--- Begin DATA LISTING ---

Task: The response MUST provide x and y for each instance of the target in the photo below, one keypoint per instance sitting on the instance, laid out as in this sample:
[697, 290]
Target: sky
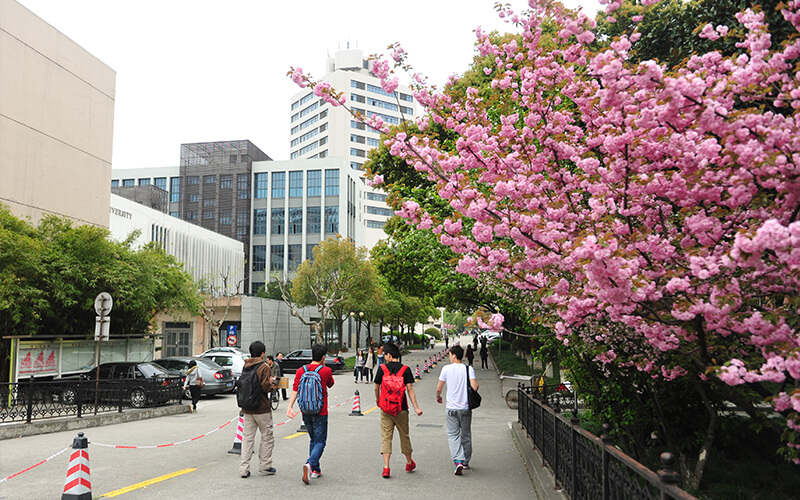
[204, 70]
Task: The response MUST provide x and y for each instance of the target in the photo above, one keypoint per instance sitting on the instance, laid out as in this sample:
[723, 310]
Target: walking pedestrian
[193, 382]
[392, 382]
[458, 420]
[369, 364]
[358, 369]
[279, 361]
[259, 418]
[316, 421]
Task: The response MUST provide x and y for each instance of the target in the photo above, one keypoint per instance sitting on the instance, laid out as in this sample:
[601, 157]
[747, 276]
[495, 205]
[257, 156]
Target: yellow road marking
[147, 483]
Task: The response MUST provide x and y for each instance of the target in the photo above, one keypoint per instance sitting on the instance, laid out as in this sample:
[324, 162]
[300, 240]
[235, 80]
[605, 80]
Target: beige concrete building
[56, 122]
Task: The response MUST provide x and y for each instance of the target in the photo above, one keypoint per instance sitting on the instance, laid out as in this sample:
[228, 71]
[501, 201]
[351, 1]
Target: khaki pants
[388, 423]
[263, 423]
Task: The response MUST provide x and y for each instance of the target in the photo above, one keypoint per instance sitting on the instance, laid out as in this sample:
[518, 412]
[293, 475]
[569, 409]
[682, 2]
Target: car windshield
[152, 370]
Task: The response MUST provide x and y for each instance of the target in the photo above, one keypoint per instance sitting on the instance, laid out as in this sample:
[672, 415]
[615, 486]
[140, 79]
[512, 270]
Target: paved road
[351, 463]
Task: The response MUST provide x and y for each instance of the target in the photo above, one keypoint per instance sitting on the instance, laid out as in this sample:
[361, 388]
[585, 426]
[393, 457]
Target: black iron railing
[586, 466]
[37, 399]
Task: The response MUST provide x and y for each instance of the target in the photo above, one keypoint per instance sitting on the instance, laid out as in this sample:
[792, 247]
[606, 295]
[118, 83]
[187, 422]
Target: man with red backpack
[392, 380]
[310, 390]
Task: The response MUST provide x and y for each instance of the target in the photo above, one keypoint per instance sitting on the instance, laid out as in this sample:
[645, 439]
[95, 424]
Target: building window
[332, 220]
[278, 220]
[278, 184]
[261, 183]
[313, 220]
[388, 212]
[260, 221]
[259, 257]
[376, 197]
[276, 258]
[296, 220]
[243, 186]
[314, 182]
[332, 182]
[296, 184]
[174, 189]
[295, 256]
[310, 251]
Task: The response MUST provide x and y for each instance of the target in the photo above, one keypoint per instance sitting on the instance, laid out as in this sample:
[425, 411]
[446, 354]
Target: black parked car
[216, 378]
[138, 383]
[300, 357]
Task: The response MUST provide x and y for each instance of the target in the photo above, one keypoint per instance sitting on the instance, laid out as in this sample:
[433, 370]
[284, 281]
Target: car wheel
[138, 398]
[68, 396]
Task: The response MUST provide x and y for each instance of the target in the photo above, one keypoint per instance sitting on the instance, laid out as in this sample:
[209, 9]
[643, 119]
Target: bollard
[78, 484]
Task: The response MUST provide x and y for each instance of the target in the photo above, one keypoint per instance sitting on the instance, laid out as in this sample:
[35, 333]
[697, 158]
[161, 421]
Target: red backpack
[393, 391]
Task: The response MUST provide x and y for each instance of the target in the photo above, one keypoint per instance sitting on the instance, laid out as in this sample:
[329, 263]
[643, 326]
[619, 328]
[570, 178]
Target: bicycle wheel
[511, 399]
[274, 400]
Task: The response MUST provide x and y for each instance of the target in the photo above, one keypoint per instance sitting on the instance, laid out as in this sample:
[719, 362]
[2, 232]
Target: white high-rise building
[319, 130]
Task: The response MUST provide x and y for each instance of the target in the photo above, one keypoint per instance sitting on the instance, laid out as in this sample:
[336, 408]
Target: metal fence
[586, 466]
[38, 399]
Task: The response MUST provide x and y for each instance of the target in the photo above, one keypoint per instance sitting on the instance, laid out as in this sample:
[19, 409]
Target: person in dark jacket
[259, 419]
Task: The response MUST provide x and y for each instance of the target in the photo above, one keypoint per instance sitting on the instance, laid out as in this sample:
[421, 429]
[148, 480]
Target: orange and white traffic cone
[78, 485]
[237, 439]
[356, 406]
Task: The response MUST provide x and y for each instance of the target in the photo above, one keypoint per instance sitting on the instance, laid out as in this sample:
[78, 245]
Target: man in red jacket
[260, 418]
[316, 425]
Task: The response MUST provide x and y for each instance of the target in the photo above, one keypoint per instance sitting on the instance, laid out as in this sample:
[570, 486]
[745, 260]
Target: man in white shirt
[459, 417]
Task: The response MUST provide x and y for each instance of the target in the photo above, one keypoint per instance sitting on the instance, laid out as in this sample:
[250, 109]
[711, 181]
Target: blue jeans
[317, 426]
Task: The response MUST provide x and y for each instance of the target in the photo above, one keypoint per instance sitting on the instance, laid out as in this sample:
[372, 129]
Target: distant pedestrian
[369, 364]
[193, 381]
[316, 422]
[358, 370]
[259, 418]
[279, 361]
[458, 418]
[392, 381]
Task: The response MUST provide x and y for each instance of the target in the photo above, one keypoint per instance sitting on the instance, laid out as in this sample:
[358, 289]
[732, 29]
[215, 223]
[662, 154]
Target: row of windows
[276, 258]
[278, 225]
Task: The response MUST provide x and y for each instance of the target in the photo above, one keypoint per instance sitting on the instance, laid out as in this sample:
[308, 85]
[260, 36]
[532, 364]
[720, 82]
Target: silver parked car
[217, 378]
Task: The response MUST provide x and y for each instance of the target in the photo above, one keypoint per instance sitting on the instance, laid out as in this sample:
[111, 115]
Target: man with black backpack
[392, 381]
[310, 390]
[255, 384]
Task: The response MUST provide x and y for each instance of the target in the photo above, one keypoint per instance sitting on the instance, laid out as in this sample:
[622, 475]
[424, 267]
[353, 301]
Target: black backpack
[248, 396]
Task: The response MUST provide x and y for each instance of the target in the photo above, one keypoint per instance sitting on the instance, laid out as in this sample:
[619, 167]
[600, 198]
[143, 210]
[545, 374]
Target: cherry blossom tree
[651, 212]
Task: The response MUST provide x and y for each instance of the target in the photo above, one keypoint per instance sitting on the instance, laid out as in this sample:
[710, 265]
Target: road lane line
[136, 486]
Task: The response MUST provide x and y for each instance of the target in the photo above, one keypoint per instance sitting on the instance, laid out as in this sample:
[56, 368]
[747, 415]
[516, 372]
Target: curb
[18, 430]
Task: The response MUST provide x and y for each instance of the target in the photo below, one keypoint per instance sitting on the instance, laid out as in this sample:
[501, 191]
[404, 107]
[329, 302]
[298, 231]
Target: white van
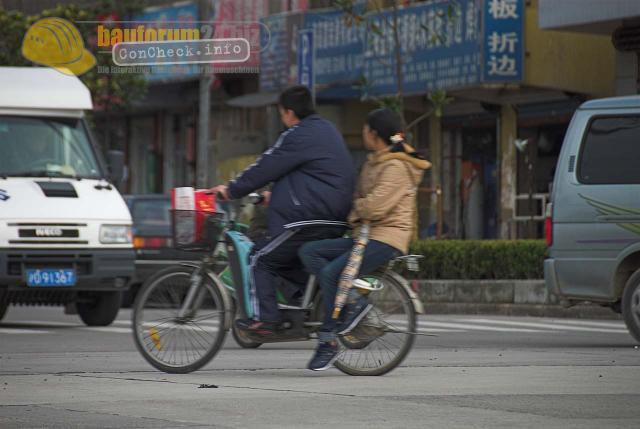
[65, 231]
[593, 220]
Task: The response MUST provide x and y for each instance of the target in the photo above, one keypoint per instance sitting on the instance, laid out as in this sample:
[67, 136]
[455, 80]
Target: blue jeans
[327, 258]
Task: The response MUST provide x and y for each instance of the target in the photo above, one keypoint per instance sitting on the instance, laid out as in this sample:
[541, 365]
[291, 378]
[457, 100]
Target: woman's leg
[376, 254]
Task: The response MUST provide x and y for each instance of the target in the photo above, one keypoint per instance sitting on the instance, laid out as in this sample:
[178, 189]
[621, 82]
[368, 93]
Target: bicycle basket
[196, 230]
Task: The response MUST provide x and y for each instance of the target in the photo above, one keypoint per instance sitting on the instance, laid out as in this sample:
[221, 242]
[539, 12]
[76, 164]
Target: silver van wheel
[631, 305]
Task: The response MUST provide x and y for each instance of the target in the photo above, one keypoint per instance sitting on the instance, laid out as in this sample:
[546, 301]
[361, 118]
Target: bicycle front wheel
[174, 343]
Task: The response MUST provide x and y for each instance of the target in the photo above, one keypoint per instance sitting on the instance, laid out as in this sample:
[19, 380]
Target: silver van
[593, 220]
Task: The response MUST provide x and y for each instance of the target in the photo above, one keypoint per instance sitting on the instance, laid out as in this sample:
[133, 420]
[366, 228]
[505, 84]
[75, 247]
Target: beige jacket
[386, 196]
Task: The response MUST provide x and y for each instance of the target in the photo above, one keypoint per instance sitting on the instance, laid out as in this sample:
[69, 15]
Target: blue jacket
[312, 172]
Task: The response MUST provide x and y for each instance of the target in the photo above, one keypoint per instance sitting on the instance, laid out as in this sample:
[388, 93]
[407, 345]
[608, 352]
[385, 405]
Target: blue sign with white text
[503, 41]
[338, 48]
[440, 48]
[305, 59]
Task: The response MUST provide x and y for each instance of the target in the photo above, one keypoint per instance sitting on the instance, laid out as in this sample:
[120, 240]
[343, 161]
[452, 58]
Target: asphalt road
[480, 372]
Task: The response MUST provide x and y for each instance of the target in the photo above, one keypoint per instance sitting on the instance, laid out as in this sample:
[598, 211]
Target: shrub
[481, 259]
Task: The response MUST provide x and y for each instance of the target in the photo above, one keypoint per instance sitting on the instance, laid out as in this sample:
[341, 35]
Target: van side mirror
[115, 162]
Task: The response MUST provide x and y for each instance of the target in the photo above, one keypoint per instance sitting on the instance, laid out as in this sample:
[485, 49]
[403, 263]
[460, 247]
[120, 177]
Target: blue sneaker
[326, 354]
[354, 313]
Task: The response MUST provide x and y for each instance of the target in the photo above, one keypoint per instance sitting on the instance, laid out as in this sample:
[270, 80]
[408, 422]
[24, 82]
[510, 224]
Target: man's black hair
[385, 123]
[297, 98]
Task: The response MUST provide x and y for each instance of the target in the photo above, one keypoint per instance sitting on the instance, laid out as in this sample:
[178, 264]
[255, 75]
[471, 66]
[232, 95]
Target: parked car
[593, 220]
[152, 239]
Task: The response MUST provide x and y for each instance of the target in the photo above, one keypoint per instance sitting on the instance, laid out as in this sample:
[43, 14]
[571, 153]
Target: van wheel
[631, 305]
[100, 309]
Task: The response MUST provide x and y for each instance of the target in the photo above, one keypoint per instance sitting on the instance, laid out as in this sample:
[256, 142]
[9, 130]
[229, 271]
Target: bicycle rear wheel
[176, 344]
[382, 339]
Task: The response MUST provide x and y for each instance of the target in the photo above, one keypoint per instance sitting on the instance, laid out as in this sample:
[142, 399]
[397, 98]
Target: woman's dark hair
[297, 98]
[386, 123]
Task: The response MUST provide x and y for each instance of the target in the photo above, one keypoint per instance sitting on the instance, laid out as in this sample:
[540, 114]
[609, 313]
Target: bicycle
[183, 313]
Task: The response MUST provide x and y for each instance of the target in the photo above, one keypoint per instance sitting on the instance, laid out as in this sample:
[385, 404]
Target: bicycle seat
[319, 222]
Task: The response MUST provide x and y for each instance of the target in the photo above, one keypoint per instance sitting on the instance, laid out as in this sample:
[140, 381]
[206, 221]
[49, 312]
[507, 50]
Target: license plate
[51, 277]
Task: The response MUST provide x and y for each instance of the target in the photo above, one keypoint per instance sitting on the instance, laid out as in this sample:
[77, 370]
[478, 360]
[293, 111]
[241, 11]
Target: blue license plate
[51, 277]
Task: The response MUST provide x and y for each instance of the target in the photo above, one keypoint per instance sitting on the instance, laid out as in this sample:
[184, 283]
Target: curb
[501, 297]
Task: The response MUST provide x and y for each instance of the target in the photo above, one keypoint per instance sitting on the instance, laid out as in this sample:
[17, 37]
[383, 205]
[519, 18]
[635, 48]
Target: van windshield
[46, 147]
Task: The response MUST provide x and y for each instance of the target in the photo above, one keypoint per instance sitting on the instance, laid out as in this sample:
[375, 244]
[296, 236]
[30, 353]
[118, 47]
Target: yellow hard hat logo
[56, 42]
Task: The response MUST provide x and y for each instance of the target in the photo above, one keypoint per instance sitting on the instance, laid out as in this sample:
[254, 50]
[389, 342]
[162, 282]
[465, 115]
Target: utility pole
[204, 170]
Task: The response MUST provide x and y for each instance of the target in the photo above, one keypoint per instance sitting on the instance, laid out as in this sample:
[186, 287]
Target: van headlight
[115, 234]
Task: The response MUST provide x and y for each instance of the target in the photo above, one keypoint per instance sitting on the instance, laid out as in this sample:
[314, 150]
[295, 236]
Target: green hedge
[481, 259]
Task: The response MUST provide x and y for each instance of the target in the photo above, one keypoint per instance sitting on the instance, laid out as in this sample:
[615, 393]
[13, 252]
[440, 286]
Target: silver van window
[610, 152]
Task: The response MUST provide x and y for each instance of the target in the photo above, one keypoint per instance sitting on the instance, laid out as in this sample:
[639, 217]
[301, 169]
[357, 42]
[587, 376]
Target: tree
[355, 14]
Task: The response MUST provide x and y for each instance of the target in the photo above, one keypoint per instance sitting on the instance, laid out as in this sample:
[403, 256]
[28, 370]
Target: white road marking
[107, 329]
[548, 326]
[469, 327]
[12, 331]
[611, 325]
[46, 323]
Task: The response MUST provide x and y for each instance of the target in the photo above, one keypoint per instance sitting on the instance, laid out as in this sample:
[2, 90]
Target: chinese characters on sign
[439, 51]
[503, 50]
[444, 45]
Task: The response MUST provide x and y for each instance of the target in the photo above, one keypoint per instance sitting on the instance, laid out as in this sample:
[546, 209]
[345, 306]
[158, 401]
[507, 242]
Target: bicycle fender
[415, 300]
[226, 299]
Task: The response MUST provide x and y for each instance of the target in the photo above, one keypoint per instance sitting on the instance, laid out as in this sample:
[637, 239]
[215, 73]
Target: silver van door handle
[618, 218]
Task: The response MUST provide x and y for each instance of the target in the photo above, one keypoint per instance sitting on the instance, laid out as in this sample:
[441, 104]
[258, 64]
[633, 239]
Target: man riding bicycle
[313, 182]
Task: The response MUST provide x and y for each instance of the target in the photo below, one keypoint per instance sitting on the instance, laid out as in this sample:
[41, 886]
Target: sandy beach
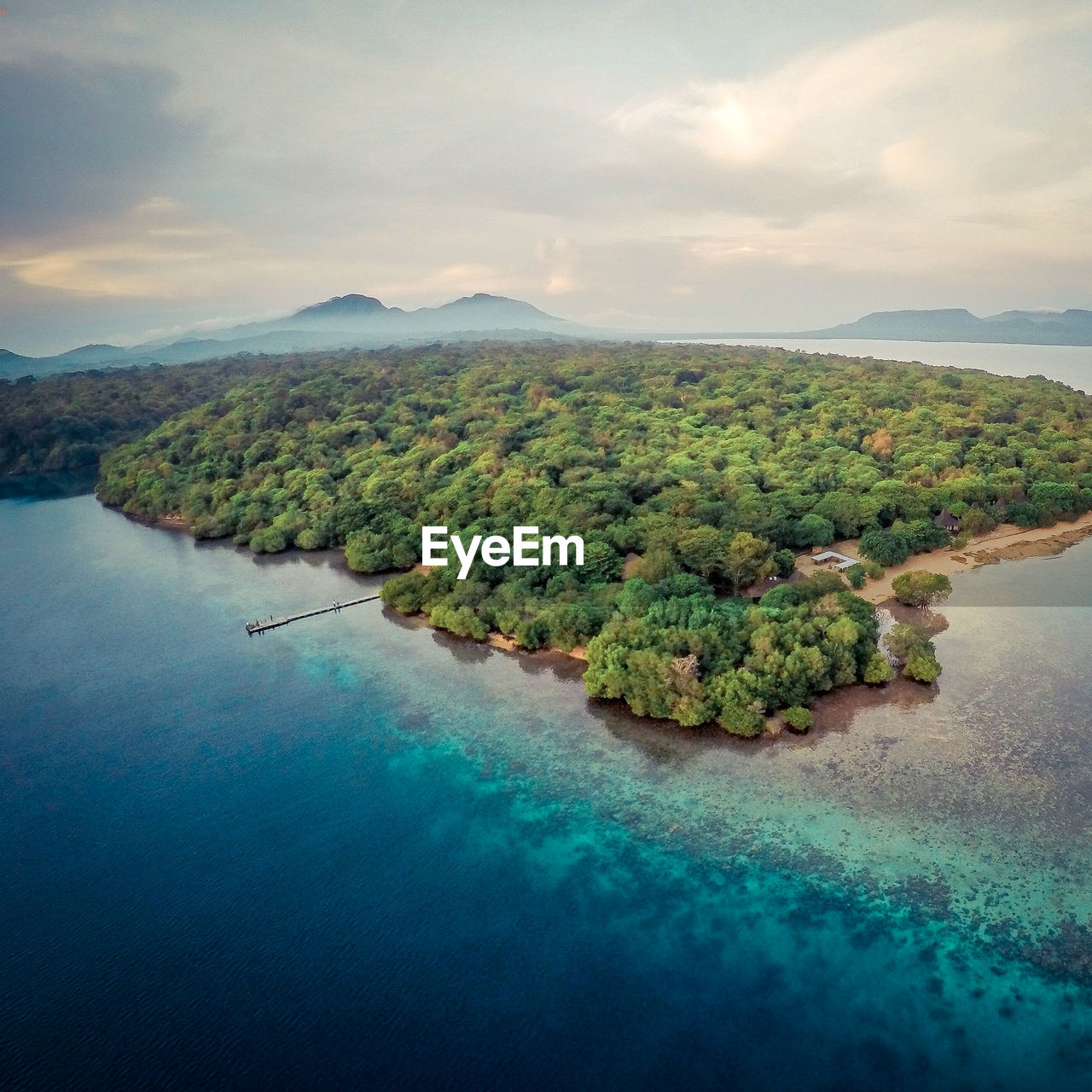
[1006, 543]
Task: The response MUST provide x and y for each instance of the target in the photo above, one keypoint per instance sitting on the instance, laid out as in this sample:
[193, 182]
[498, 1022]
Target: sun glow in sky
[775, 165]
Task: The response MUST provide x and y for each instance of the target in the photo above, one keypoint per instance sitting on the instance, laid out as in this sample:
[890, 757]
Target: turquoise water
[354, 853]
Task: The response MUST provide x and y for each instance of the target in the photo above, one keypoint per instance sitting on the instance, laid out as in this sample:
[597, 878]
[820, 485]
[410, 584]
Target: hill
[343, 322]
[1017, 328]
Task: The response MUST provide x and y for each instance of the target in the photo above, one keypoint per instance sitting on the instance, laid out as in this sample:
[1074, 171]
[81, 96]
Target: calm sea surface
[1068, 363]
[357, 854]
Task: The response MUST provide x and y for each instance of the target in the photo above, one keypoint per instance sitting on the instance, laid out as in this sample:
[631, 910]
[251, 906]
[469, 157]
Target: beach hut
[947, 521]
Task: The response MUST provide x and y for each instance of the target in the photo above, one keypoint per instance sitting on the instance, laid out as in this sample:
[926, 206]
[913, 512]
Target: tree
[913, 648]
[799, 717]
[885, 547]
[857, 576]
[748, 558]
[921, 667]
[878, 670]
[921, 589]
[905, 640]
[815, 531]
[785, 561]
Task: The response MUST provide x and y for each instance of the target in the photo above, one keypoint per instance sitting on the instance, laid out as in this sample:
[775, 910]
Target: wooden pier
[259, 626]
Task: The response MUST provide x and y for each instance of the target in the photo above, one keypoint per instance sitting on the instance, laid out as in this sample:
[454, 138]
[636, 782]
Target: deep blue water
[353, 853]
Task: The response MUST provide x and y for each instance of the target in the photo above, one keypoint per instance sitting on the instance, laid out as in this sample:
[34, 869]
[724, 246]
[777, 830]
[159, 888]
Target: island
[700, 479]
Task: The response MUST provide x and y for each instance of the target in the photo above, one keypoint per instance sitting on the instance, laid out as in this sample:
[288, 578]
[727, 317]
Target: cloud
[83, 141]
[948, 137]
[561, 259]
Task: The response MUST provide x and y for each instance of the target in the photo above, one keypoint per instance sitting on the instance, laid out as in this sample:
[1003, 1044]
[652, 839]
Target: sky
[775, 165]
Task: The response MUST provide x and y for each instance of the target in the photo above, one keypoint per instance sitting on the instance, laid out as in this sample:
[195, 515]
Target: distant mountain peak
[1036, 327]
[343, 306]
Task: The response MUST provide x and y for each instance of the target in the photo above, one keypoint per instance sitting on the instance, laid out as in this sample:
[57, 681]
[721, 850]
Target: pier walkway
[259, 626]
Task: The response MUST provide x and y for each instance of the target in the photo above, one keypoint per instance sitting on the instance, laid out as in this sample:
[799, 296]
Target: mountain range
[351, 321]
[1019, 328]
[357, 321]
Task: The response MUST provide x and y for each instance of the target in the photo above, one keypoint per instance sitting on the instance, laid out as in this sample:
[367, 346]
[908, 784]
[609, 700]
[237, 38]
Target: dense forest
[65, 423]
[711, 463]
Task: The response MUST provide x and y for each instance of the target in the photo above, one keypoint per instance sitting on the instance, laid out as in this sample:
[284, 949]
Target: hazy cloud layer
[82, 141]
[744, 166]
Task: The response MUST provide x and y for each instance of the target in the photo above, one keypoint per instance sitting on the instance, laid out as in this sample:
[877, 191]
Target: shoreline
[1005, 543]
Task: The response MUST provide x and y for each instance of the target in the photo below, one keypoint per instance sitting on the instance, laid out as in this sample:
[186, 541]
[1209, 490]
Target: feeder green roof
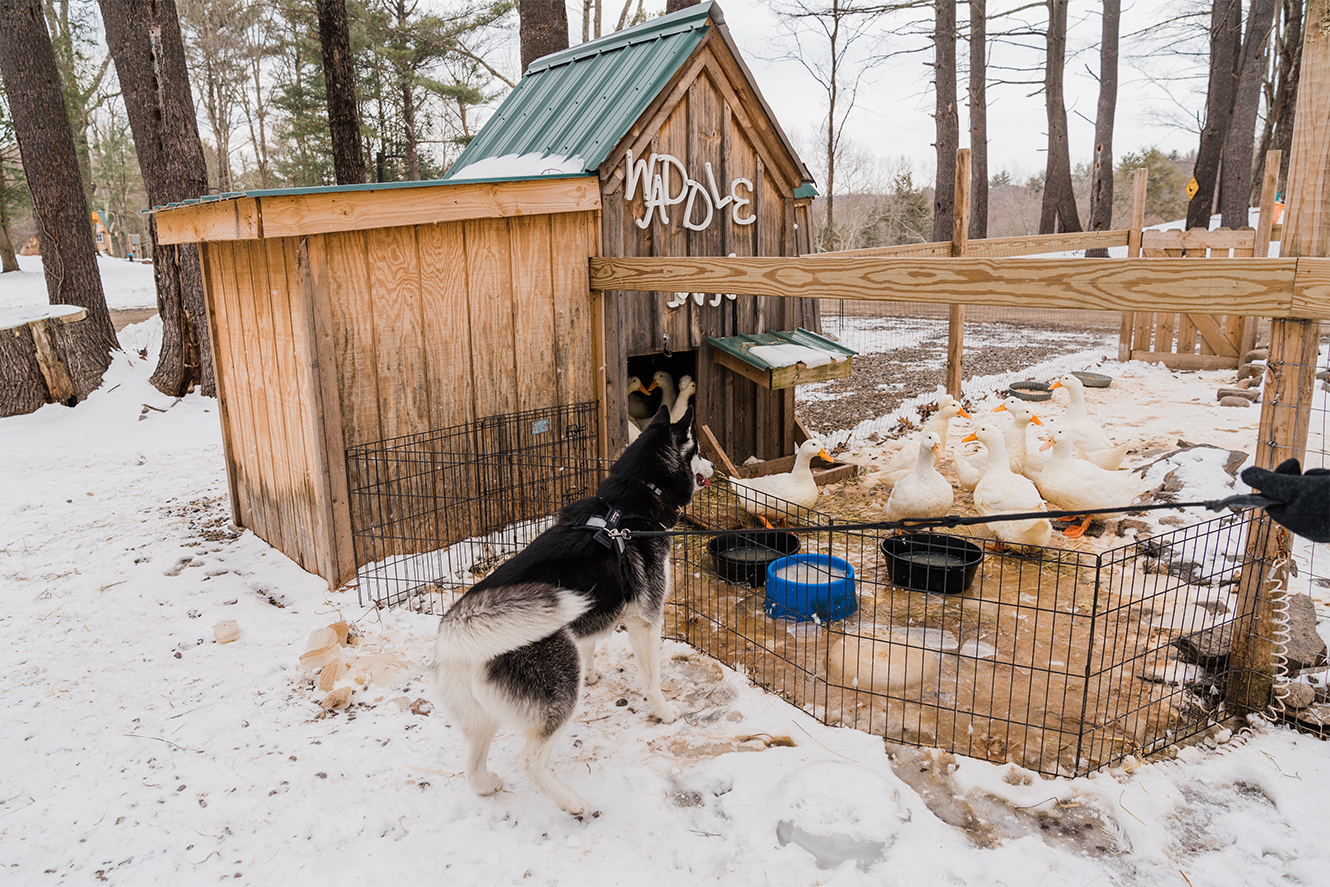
[571, 108]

--- End DATA LISTING ---

Please collect every line of the items above that contains the word "green" and copy each one in full. Case counts.

Target: green hedge
Target: feeder green roof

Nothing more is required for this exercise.